→ Consigne écrite: Recopiez à l'identique les lignes ci-dessous, s'il vous plaît, en laissant les images de côté dans votre réponse.

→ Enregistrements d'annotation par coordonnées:
==*==

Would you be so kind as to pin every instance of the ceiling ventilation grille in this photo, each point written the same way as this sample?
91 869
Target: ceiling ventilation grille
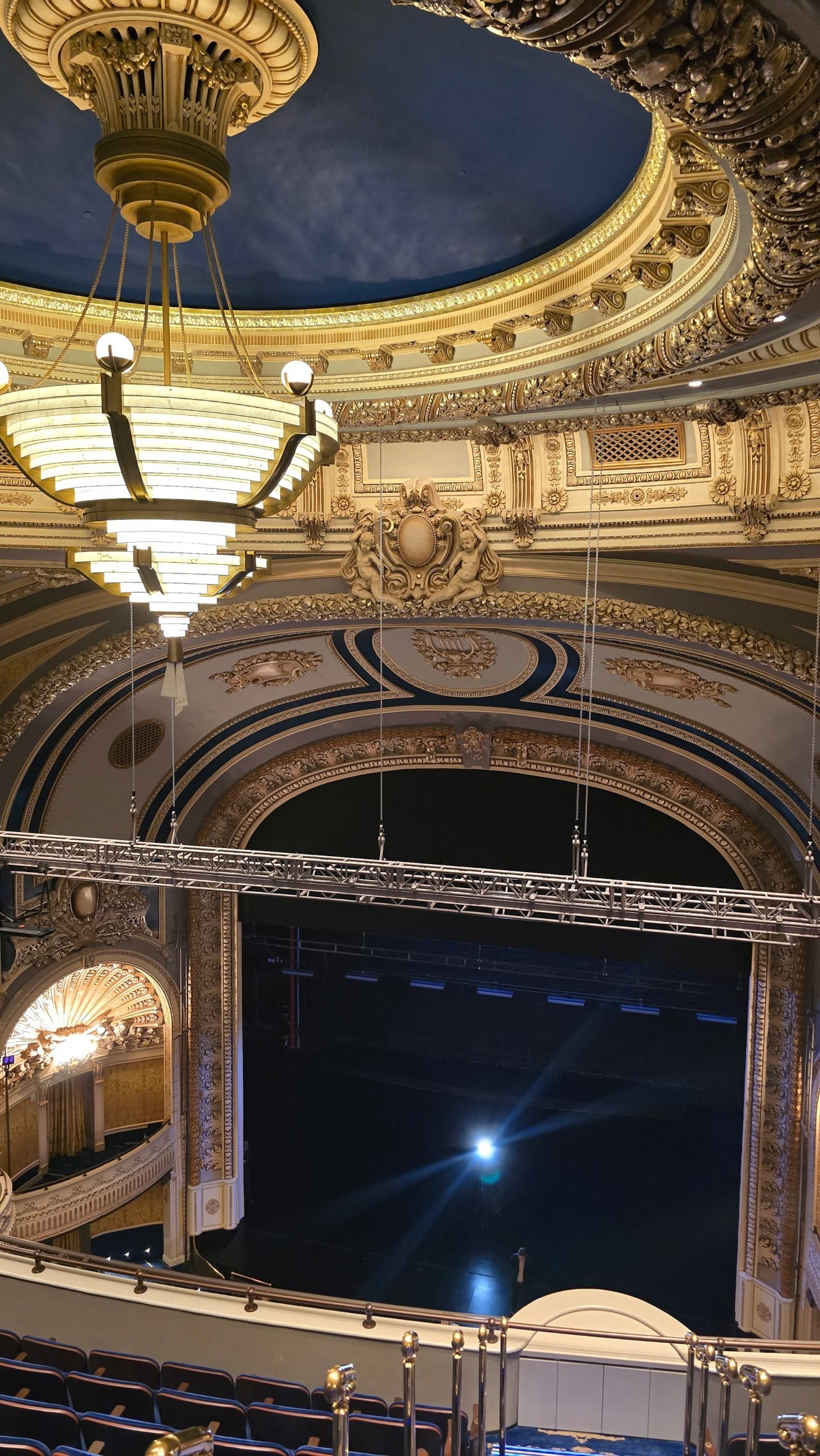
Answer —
637 445
147 737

==*==

→ Résultat de l'exercice:
Would you be so kind as to pin every instance of the ceiling ventilation grille in this photo, each point written the same way as this sample?
91 869
Target: ceiling ventilation grille
Answer —
637 445
147 737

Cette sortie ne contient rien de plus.